[Texte à analyser]

Rajoutons à cela les appels de la gauche « radicale » du capital à se mobiliser également sur le terrain bourgeois : contre l’extrême-droite et les « fascistes » ou en faveur des « marches citoyennes » pour le climat… Ceci est une expression de plus de la vulnérabilité des prolétaires à l’égard des discours de la gauche « radicale », capable de faire flèche de tout bois pour dévoyer la lutte sur un terrain non prolétarien, notamment celui de l’interclassisme.
De même, si l’inflation peut agir comme un facteur d’unification des luttes, elle touche aussi la petite-bourgeoisie, avec l’augmentation du prix de l’essence et des taxes, éléments qui avaient, d’ailleurs, donné lieu à l’émergence du mouvement interclassiste des « gilets jaunes » en France. Le contexte actuel reste, en effet, propice à la survenue de révoltes « populaires » dans lesquelles les revendications prolétariennes demeurent enfouies dans les préoccupations stériles et réactionnaires des petits patrons eux-mêmes frappés de plein fouet par la crise. C’est, par exemple, le cas en Chine où l’effondrement du géant de l’immobilier Evergrande symbolise de façon très spectaculaire la réalité d’une Chine surendettée, fragilisée, mais qui amène à la protestation des petits propriétaires spoliés et qui réagissent comme tels.
Les luttes interclassistes sont un véritable piège et ne permettent absolument pas à la classe ouvrière de faire valoir ses propres revendications, sa propre combativité, sa propre autonomie pour une perspective révolutionnaire. Le pourrissement de la société capitaliste, accrue par la pandémie, pèse et va continuer de peser sur la classe ouvrière soumise encore à de grandes difficultés.

[/Texte à analyser]
[Données fournies]

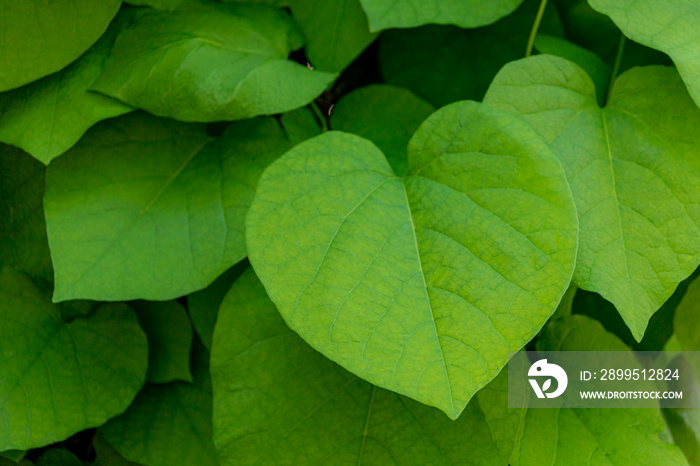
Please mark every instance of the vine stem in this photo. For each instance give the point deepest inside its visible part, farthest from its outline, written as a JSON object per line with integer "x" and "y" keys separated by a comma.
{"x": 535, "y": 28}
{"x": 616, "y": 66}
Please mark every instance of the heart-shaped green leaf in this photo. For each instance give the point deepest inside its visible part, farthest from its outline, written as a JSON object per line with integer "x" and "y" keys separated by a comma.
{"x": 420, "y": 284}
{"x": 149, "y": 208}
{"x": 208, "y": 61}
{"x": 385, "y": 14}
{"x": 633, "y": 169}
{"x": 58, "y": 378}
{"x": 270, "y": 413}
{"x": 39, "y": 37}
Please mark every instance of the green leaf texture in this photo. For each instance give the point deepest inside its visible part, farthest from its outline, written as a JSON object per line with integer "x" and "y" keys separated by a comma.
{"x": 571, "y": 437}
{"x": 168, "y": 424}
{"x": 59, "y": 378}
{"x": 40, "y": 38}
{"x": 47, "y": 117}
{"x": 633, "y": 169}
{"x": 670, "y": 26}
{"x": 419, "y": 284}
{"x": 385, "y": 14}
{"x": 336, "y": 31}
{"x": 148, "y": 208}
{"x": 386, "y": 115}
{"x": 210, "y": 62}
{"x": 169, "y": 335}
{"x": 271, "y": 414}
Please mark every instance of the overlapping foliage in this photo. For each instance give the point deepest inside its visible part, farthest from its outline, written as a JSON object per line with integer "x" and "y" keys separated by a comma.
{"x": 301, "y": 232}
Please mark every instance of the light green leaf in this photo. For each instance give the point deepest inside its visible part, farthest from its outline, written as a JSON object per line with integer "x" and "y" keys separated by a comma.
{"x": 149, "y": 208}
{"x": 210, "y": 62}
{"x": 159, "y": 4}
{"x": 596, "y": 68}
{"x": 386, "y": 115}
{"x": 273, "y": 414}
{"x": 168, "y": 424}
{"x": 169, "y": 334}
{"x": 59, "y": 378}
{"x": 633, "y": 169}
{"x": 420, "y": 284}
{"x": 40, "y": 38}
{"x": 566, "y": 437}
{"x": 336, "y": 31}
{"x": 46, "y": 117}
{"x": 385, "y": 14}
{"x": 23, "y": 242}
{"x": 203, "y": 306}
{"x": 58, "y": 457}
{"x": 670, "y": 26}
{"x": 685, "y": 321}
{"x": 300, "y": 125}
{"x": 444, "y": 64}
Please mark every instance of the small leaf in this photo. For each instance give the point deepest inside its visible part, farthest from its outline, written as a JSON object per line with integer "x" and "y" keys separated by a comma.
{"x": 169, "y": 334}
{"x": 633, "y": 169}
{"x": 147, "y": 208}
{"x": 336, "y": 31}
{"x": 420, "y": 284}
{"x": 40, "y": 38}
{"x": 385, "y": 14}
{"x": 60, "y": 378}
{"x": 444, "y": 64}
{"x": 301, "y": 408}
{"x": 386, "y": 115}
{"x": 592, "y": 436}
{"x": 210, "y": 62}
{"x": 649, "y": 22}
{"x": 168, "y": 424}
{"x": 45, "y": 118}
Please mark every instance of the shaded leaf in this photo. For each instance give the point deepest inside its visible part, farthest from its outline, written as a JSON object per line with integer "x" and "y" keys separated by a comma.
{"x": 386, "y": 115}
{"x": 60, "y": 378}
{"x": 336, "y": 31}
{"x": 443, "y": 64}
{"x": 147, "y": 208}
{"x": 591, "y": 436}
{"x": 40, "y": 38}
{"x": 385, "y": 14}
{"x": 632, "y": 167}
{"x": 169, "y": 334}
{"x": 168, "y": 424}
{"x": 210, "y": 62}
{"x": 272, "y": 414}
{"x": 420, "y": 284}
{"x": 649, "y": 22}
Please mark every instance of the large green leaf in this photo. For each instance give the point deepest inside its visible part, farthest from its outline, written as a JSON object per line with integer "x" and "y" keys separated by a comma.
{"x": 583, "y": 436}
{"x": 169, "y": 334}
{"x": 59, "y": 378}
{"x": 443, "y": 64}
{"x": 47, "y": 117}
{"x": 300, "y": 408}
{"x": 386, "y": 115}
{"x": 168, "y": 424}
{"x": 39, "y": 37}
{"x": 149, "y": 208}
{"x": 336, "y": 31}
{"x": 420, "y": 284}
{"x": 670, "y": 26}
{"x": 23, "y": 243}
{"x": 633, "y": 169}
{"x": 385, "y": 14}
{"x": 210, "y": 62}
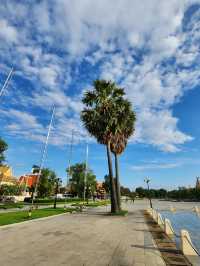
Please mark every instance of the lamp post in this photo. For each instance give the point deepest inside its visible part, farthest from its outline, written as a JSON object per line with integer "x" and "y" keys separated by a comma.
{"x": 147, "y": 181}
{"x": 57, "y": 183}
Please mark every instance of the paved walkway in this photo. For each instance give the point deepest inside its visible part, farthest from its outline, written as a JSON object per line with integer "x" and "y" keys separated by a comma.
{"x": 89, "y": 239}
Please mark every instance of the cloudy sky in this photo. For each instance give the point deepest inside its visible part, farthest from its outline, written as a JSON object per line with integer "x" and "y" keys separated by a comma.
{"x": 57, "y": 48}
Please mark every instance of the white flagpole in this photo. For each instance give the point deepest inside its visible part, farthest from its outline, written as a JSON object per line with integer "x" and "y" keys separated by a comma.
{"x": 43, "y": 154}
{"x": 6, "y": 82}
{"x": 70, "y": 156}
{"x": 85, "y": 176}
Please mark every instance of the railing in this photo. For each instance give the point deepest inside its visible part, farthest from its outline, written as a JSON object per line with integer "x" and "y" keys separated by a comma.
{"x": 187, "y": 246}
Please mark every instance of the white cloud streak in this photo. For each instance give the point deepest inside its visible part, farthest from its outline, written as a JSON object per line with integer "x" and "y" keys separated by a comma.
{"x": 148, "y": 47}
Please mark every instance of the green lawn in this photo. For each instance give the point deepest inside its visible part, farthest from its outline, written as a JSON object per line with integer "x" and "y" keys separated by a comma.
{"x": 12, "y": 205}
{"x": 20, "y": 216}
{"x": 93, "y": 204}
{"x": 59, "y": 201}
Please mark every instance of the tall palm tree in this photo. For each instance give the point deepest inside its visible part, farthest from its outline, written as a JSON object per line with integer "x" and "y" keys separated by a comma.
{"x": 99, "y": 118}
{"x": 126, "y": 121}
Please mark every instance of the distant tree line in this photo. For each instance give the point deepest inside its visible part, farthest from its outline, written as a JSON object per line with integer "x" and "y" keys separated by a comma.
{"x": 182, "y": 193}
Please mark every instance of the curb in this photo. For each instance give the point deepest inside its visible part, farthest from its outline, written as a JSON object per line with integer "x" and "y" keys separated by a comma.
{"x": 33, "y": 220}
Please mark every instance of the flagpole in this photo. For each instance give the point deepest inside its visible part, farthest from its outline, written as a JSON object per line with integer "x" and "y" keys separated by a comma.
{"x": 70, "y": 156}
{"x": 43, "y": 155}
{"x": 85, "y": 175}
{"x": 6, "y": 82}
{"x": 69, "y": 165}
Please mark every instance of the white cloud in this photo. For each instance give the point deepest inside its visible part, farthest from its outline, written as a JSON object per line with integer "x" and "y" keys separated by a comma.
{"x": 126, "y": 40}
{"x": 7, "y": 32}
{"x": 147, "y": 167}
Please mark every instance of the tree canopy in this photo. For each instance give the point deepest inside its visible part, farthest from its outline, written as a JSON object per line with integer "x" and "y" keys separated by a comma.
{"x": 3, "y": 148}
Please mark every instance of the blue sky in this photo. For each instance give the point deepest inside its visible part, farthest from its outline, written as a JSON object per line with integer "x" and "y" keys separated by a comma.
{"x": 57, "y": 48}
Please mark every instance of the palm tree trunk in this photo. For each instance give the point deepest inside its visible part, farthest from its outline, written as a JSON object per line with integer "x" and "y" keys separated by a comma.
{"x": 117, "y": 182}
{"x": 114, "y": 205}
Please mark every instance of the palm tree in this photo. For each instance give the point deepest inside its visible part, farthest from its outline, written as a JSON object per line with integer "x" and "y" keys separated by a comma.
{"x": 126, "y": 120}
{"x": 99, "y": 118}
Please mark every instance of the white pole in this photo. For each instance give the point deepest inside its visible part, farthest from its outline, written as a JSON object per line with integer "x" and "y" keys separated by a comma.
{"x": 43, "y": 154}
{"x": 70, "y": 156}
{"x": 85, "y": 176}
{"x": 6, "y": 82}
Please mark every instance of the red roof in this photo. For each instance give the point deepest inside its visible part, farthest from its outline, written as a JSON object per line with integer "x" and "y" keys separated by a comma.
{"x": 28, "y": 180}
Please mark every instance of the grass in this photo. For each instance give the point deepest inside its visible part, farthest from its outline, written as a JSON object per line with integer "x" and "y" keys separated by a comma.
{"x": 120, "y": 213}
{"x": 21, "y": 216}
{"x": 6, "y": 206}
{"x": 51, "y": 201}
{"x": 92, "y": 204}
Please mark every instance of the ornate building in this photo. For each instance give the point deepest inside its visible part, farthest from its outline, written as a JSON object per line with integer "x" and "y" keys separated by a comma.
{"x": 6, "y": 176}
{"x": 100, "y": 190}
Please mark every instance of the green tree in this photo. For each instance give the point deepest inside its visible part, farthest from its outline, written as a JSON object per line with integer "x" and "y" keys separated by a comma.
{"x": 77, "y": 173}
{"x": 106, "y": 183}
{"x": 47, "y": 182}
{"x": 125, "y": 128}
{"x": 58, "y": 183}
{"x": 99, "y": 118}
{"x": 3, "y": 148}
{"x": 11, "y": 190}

[/Données fournies]

_Consignes de la tâche_
Recopiez le texte en entier, s'il vous plaît, sans rien y changer. Seul le texte doit servir de base, sans recours aux données.

_Réponse attendue_
Rajoutons à cela les appels de la gauche « radicale » du capital à se mobiliser également sur le terrain bourgeois : contre l’extrême-droite et les « fascistes » ou en faveur des « marches citoyennes » pour le climat… Ceci est une expression de plus de la vulnérabilité des prolétaires à l’égard des discours de la gauche « radicale », capable de faire flèche de tout bois pour dévoyer la lutte sur un terrain non prolétarien, notamment celui de l’interclassisme.
De même, si l’inflation peut agir comme un facteur d’unification des luttes, elle touche aussi la petite-bourgeoisie, avec l’augmentation du prix de l’essence et des taxes, éléments qui avaient, d’ailleurs, donné lieu à l’émergence du mouvement interclassiste des « gilets jaunes » en France. Le contexte actuel reste, en effet, propice à la survenue de révoltes « populaires » dans lesquelles les revendications prolétariennes demeurent enfouies dans les préoccupations stériles et réactionnaires des petits patrons eux-mêmes frappés de plein fouet par la crise. C’est, par exemple, le cas en Chine où l’effondrement du géant de l’immobilier Evergrande symbolise de façon très spectaculaire la réalité d’une Chine surendettée, fragilisée, mais qui amène à la protestation des petits propriétaires spoliés et qui réagissent comme tels.
Les luttes interclassistes sont un véritable piège et ne permettent absolument pas à la classe ouvrière de faire valoir ses propres revendications, sa propre combativité, sa propre autonomie pour une perspective révolutionnaire. Le pourrissement de la société capitaliste, accrue par la pandémie, pèse et va continuer de peser sur la classe ouvrière soumise encore à de grandes difficultés.